## Material to process
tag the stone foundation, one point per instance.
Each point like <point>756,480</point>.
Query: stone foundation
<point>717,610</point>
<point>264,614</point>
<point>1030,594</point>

## Task to complete
Recast every line of the items above as a Markdown table with two columns, Row and Line, numbering the rows and leaving out blank lines.

## Written solution
| Row | Line |
|---|---|
| 1 | tag the stone foundation, one point per instance. |
| 2 | Each point like <point>756,480</point>. |
| 3 | Query: stone foundation |
| 4 | <point>717,610</point> |
| 5 | <point>264,614</point> |
| 6 | <point>1030,594</point> |